*Text segment*.
^^^^

December 1 at 5 PM, 2006
December 1 till 16, 2006
CEAC, Xiamen, China
It has been proven that humans as well as animals are exceptionally sensitive to the changing patterns in landscape. Variations such as forest to plains or water to mountains become a rhythm when traveling through them, and can affect the mood and awareness of those taking that journey. Details fall back and forth into the field of vision and contemplation, while the larger grandeur of the landscape as a whole continuously presents itself. Ultimately a landscape is endlessly reconstructed in the perception of those traveling through it.
It is within this notion of rhythm, perception and reconstruction that the work of Sanja Medic becomes relevant. For her a landscape is a summation of patterns which can just as easily suggest itself inside a space as outside. The installation itself seems always affected by an outside force. In previous works this force is present in shelves of books which seemingly bend to the force and rhythm of an earthquake, or a large mass of wallpaper protruding from the wall into the sharpest of points, leaving the smallest amount of room for passing. Whether through scale model or life-size, in her installations each singular part seems possessed or influenced by a natural force that has given it a specific position and character, which together constitute a setting, or landscape.
For this newest work she has again chosen an environment – inspired by a photo taken in the living room of the Night Lily, a beautiful guesthouse on Gulangyu Island – with already a specific character: red-white striped walls, a floor with a strong geometric pattern, and a balanced floor plan (two windows and a door in the middle). The presence of the walls and floor is profound due to their repetition and play with perception; each is obviously flat in their function yet suggests depth and space by their design. It exactly this repetition and suggestion that is the starting point for this work. The umbrellas borrow – or sublet – the pattern of the given environment and extend its suggestion of space through their own unique form, suggesting a third dimension. Some umbrellas remain slightly closed, others open in order to underline the sense of rhythm, but as well imply the notion that the installation may be growing still, or wilting away. The soundtrack to be heard abstracts the instrumentality of the umbrellas, as well as emphasizes the concept of the space inside in relation to outside. The distinctiveness of this installation is her use of the umbrellas – the Chinese being the first to invent waterproof umbrellas over four thousand years ago. Not only are they therefore a tribute to her temporary (cultural) surroundings, but also a possibility to create an interior in a real-scale, and afterwards take her – collapsible – installation with her when she leaves.

^^^^

*Data excerpts*.

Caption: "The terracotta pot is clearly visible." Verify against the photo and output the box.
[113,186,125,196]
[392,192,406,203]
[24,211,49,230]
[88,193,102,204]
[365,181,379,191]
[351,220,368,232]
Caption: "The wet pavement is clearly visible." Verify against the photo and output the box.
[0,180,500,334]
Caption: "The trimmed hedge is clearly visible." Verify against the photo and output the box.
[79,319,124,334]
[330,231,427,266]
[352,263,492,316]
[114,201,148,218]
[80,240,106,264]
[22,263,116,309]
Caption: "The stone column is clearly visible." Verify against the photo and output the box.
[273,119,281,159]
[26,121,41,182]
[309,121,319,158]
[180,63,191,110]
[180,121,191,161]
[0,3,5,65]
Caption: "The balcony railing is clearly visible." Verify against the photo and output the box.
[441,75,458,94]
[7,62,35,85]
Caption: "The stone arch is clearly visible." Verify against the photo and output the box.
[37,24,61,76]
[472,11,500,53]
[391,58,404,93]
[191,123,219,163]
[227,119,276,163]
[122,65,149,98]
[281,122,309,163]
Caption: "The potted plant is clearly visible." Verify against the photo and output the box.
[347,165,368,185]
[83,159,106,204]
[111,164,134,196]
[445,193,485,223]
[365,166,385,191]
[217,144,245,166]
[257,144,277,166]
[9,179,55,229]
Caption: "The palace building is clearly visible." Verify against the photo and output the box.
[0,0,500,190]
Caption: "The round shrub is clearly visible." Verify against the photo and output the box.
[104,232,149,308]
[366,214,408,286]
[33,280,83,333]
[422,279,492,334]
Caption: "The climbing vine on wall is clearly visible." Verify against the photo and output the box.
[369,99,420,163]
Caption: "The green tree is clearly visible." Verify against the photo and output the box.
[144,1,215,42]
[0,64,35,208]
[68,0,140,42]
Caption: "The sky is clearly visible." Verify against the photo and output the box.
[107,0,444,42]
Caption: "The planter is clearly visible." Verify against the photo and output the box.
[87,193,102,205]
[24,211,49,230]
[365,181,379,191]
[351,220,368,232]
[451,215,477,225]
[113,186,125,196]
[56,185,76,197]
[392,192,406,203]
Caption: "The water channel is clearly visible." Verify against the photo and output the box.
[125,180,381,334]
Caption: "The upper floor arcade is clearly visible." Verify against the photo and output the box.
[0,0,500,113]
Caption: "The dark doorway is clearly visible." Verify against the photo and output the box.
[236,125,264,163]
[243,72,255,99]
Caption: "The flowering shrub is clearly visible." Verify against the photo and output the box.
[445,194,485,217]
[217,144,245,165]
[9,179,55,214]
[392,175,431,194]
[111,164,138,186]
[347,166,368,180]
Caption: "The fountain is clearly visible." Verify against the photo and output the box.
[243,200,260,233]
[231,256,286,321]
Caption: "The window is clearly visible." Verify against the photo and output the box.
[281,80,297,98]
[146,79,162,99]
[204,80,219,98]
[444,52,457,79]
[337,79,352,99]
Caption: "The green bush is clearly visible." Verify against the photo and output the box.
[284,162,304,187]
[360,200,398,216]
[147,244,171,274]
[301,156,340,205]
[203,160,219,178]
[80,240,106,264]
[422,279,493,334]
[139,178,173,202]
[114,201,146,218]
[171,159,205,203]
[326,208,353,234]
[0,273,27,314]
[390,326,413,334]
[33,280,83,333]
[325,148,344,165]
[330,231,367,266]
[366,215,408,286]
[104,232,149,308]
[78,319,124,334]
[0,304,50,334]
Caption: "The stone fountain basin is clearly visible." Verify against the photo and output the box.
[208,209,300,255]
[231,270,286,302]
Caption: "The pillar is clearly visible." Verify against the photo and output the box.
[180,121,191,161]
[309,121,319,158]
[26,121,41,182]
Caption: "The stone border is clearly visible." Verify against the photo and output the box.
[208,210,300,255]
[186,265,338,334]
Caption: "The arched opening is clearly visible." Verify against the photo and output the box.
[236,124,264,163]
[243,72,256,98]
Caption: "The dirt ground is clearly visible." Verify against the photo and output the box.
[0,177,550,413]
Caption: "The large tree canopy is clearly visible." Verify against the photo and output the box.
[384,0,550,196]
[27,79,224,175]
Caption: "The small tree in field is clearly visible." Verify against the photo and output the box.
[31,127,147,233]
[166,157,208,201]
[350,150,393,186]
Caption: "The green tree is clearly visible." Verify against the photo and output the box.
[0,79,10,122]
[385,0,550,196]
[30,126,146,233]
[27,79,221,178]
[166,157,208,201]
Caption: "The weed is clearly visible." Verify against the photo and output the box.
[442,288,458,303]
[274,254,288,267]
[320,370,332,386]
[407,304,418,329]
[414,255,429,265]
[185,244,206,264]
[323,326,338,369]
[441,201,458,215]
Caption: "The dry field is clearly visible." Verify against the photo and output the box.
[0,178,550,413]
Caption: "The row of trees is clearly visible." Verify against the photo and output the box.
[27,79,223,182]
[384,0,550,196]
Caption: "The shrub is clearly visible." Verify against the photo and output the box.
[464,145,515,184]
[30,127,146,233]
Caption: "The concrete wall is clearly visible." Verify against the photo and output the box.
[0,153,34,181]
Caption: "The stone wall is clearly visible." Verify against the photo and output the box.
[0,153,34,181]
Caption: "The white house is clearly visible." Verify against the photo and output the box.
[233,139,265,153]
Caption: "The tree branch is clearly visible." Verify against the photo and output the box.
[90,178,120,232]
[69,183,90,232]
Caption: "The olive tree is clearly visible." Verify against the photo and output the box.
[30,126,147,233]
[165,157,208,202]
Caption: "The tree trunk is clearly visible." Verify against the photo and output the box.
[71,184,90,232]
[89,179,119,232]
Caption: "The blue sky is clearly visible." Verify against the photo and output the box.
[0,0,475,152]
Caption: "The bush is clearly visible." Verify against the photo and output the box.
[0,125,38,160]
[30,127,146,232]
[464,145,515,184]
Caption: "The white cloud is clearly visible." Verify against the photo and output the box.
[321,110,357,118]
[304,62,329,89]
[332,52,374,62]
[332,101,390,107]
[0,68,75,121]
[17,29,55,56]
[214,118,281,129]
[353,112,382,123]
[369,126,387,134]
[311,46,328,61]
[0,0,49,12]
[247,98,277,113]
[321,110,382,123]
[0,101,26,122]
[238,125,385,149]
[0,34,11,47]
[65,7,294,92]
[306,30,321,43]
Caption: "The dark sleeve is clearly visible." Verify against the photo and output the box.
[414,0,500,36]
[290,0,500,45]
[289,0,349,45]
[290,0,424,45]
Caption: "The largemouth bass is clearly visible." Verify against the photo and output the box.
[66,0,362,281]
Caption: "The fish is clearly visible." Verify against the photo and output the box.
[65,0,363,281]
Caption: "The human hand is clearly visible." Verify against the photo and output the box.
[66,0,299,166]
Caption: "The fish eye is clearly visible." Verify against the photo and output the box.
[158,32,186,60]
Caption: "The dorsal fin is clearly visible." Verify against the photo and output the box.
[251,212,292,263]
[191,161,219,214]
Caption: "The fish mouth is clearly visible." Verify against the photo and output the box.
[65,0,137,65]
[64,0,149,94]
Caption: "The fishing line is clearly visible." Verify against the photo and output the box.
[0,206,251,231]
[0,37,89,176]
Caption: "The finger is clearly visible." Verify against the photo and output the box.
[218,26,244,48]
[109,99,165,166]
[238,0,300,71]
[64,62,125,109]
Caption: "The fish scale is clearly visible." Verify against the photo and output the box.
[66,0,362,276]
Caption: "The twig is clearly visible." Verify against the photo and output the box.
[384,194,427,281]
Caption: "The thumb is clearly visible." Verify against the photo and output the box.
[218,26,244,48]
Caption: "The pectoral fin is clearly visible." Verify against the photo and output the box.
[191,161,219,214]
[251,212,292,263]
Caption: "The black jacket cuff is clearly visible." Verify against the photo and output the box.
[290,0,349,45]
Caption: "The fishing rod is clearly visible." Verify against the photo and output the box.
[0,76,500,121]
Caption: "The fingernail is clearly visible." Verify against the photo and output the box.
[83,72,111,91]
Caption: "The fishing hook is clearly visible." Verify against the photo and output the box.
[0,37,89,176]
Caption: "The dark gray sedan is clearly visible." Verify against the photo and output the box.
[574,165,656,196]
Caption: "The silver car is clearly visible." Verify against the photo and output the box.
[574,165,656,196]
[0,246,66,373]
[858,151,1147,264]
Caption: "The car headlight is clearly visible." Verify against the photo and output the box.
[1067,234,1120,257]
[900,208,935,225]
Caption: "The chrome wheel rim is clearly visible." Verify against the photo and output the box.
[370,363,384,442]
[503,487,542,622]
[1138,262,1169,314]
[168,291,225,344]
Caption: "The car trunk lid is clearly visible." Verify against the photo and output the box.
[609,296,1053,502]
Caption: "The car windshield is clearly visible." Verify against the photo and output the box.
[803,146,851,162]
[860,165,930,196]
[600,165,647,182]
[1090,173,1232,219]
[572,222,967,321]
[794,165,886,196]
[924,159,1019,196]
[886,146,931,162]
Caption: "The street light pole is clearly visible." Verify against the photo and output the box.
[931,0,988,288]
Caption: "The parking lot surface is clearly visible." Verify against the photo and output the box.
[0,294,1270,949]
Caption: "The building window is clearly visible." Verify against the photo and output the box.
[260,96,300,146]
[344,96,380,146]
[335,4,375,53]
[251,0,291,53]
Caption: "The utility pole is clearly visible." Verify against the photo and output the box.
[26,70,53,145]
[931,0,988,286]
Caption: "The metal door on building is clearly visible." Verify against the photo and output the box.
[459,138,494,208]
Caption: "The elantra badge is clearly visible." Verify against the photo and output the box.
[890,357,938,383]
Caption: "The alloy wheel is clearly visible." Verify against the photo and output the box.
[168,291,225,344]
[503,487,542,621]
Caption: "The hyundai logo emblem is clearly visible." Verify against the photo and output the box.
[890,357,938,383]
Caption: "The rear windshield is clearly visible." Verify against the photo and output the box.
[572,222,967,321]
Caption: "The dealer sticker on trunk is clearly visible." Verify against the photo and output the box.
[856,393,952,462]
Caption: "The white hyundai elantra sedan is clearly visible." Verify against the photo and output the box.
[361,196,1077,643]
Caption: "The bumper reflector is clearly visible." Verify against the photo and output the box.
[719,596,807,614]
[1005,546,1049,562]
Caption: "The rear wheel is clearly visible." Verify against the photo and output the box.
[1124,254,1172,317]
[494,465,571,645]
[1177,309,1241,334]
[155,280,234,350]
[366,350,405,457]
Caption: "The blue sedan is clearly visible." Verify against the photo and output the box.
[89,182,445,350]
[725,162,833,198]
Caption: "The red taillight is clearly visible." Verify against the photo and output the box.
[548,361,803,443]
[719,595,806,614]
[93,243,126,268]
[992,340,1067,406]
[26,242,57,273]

^^^^

*What to do*.
1. In the exhibition text on Sanja Medic's umbrella installation, what inspired her newest work?
2. Please pick up the exhibition text on Sanja Medic's umbrella installation after its final sentence and write the next paragraph.

*Results by task*.
1. A photo taken in the living room of the Night Lily, a guesthouse on Gulangyu Island.

2.
An umbrella, according to popular superstition in Europe, should never be open indoors or you will bring bad luck on all the people residing in the building. It is thought that this superstition originates back when the purpose of the umbrella was to act as a sunshade. If opened indoors the action may be construed as a direct insult to the sun, which was revered in many societies. For Sanja Medic the purpose of the umbrellas is not to ridicule this superstition or offend any aspect of nature, quite the contrary. They represent the all encompassing force of nature, whose presence does not end at the doors and windows of a space. It resides also in the manner in which space is designed by that what goes into it.